==== RECORDS TO USE

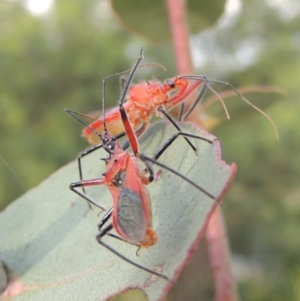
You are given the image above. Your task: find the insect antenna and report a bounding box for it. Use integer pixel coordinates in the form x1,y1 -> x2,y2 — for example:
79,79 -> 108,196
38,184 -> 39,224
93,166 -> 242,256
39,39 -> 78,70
182,75 -> 279,139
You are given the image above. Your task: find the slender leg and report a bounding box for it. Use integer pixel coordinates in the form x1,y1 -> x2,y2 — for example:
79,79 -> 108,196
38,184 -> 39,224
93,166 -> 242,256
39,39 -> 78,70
157,106 -> 197,154
69,178 -> 106,211
96,224 -> 174,283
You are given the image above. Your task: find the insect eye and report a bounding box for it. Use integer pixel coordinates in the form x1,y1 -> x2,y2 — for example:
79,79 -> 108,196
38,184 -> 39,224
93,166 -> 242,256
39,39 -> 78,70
169,81 -> 175,89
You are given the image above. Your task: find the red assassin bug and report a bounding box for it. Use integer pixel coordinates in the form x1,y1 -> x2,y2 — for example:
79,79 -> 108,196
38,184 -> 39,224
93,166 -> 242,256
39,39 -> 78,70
83,55 -> 278,145
66,51 -> 216,281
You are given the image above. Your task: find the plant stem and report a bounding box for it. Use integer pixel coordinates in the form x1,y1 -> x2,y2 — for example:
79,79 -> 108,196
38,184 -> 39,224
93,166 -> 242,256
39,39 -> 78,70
166,0 -> 239,301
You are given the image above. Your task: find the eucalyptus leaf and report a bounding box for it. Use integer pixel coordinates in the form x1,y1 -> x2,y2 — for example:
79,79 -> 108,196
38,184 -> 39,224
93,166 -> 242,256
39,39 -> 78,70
0,122 -> 235,301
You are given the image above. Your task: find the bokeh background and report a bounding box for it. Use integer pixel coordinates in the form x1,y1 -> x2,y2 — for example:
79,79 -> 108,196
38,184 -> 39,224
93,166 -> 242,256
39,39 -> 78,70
0,0 -> 300,301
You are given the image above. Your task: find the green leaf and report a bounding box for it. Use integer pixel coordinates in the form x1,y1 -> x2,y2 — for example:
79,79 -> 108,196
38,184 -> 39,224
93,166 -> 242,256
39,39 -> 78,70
111,0 -> 226,42
0,122 -> 235,301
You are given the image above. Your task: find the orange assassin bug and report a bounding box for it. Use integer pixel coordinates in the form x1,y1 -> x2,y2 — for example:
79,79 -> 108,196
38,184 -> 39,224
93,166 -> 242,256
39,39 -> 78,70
66,50 -> 216,282
82,53 -> 278,145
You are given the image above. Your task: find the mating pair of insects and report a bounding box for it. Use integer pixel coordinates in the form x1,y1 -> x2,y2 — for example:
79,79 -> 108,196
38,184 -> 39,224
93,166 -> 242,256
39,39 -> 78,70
66,49 -> 277,281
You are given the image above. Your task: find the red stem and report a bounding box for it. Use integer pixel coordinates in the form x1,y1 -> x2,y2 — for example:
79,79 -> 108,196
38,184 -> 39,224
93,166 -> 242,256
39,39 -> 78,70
206,208 -> 239,301
166,0 -> 239,301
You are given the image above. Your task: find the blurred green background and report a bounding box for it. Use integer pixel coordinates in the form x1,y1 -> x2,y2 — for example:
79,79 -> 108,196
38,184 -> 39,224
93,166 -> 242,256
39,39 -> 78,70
0,0 -> 300,301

========

▶ [WHAT YOU NEED TO DO]:
Copy every entry above word for word, but leave out the picture.

▶ [SOLUTION TO THIS TASK]:
You are given the image above. Your task: find the insect antenna and report a bounding box for it. Use integer pixel coordinates in the form x1,y1 -> x2,y2 — for example:
79,79 -> 108,196
38,184 -> 39,224
93,166 -> 242,256
39,39 -> 78,70
182,75 -> 279,139
You are given the image above. Your task: find the slender leg and report a bounding box for it. Use integer pixel coordinates in the form x1,y1 -> x2,y2 — for example:
79,79 -> 108,196
38,184 -> 39,224
93,166 -> 242,256
39,39 -> 78,70
157,106 -> 197,154
69,178 -> 106,211
96,224 -> 174,283
You are given the image above. Your task: find the insect eye and report a bounding box for it. Use integer pixel coordinates in the form x1,y1 -> x2,y2 — for example:
79,79 -> 108,196
38,184 -> 39,224
93,166 -> 242,256
39,39 -> 78,70
169,81 -> 175,89
You are given the image above. Your task: find the red assassin bug and report a bounding box for it. Use integer pixel coordinates in the form x1,y1 -> x2,y2 — for example:
79,79 -> 108,196
38,184 -> 39,224
93,166 -> 242,256
39,39 -> 78,70
83,55 -> 278,145
66,51 -> 216,281
You are given the image above. Your task: find the plant stem and report a bounding box for it. Use integer pixel coordinates in the form x1,y1 -> x2,y2 — for example:
79,79 -> 108,196
38,184 -> 39,224
93,166 -> 242,256
39,39 -> 78,70
166,0 -> 239,301
You are given the image above. Your task: find the eucalyptus leaf and report a bounding box for it. Use integer pixel coordinates in the form x1,y1 -> x2,y2 — for example:
79,79 -> 108,196
38,184 -> 39,224
93,166 -> 242,256
39,39 -> 78,70
0,122 -> 235,301
You are given the image above. Your task: find the bokeh background and report a bounding box for it. Use integer pixel coordinates in the form x1,y1 -> x2,y2 — for example:
79,79 -> 108,196
38,184 -> 39,224
93,166 -> 242,256
39,39 -> 78,70
0,0 -> 300,301
You are given the image above. Your task: find the green leaf and report a bounding box for it. Use integer pixel coordinates in the form x1,y1 -> x2,y2 — for example:
79,79 -> 108,196
38,184 -> 39,224
93,166 -> 242,256
39,39 -> 78,70
111,0 -> 226,42
0,122 -> 235,301
You are given the image above. Your task: find the orange assassin bug and report a bounding box for it. Use integer pixel coordinates in the form x1,y1 -> x2,y2 — for example:
79,79 -> 108,196
38,184 -> 39,224
93,166 -> 242,256
39,39 -> 78,70
66,50 -> 216,282
82,53 -> 278,145
You are given the image above. Your task: find the mating pair of insects and report a bounding box for it. Use integer pixel coordinates in the form x1,y1 -> x2,y2 — for example:
79,79 -> 108,196
38,184 -> 39,224
93,166 -> 242,256
39,39 -> 78,70
66,49 -> 277,281
You are given the image above. Your task: find the red stem and report a bounding box for it. Use integer pixel coordinates in the form x1,y1 -> x2,y2 — for example:
79,79 -> 108,196
38,184 -> 39,224
93,166 -> 242,256
39,39 -> 78,70
206,208 -> 239,301
166,0 -> 239,301
You are given the image above. Your task: find the blurred green background and report a bounding box for it. Use integer pixel coordinates in the form x1,y1 -> x2,y2 — for example:
79,79 -> 108,196
38,184 -> 39,224
93,166 -> 242,256
39,39 -> 78,70
0,0 -> 300,301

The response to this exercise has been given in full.